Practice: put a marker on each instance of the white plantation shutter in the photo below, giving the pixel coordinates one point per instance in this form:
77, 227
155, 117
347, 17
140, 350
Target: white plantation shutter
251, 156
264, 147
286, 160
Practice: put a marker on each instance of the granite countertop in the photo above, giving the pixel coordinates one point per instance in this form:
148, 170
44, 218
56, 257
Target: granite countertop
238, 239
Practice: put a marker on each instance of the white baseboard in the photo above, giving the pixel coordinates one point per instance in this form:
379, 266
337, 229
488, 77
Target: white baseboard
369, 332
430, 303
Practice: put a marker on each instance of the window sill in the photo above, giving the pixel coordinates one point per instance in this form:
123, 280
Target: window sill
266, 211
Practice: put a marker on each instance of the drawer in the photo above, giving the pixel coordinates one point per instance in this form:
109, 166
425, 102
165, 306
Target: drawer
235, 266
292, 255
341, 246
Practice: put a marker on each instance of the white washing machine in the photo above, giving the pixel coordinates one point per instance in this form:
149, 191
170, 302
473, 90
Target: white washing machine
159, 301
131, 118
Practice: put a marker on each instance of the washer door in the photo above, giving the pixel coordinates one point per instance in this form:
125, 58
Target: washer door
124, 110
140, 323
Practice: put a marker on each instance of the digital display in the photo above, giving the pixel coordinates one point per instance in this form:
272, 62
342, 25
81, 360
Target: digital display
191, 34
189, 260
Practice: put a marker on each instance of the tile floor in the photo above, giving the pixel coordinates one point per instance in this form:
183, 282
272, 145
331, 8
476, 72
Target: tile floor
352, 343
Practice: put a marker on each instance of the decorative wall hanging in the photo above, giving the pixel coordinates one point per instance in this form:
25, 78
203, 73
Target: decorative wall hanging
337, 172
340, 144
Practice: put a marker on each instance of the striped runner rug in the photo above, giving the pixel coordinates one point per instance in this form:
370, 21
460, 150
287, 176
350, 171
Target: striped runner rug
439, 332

**EXERCISE BRIEF**
From the records above, extract each line exactly as shown.

**SOLUTION FOR THIS EXERCISE**
Practice: put a marker on each instance of the white plantation shutter in the photo below, giving the pixel coordinates one point per instance in this form:
77, 227
155, 117
347, 17
140, 350
Target: white plantation shutter
251, 156
264, 147
286, 160
Practice: put a marker on each instance of the granite countertop in the photo above, giving the pixel coordinates one point per instance in this form:
148, 170
44, 218
56, 257
Target: granite countertop
238, 239
Practice: put a marker on each instance of the white baseboard in the photo above, giving the pixel coordinates one point per instance in this form:
379, 266
337, 229
488, 77
Target: white baseboard
369, 332
430, 303
Practice: put a marker on each instance of the window sill in the photo above, giving the pixel coordinates one point per instance in this form:
123, 280
Target: window sill
266, 211
Practice: put a marker on each instance of the drawer in the photo above, giving the pixel coordinates one point per instance in this form:
109, 166
425, 102
165, 306
Target: drawer
235, 266
292, 255
341, 246
Practice: put a marker on each instance of the white washing machine in the photo above, giving the pixel coordinates one point per instance in this form:
149, 191
170, 302
473, 90
Target: white washing machine
159, 301
131, 118
Practice: put a marker on each instance of the washer door in the photo above, giving the pixel coordinates one point per instance in this form:
125, 58
Target: washer door
124, 110
140, 323
Practice: put a marker on each instance of the digital display in the photo above, giving the pixel coordinates one point per instance in this form:
272, 62
342, 25
81, 360
Target: digital display
191, 34
189, 260
Practice: put a marker on each instance of the tile floor in the photo above, giving the pixel coordinates one point per instance in this form:
183, 282
272, 145
331, 8
476, 72
Target: tile floor
352, 343
Practice: put a marker on each instance of the decorative wall hanging in the photo above, giving the pixel coordinates one point per instance in this form:
25, 78
203, 73
Target: decorative wall hanging
337, 172
340, 144
Practice: put a marker on each instance of the striped runner rug in the photo above, giving the pixel coordinates one point per instance in this form:
370, 21
460, 150
287, 176
350, 171
Target: striped runner rug
439, 332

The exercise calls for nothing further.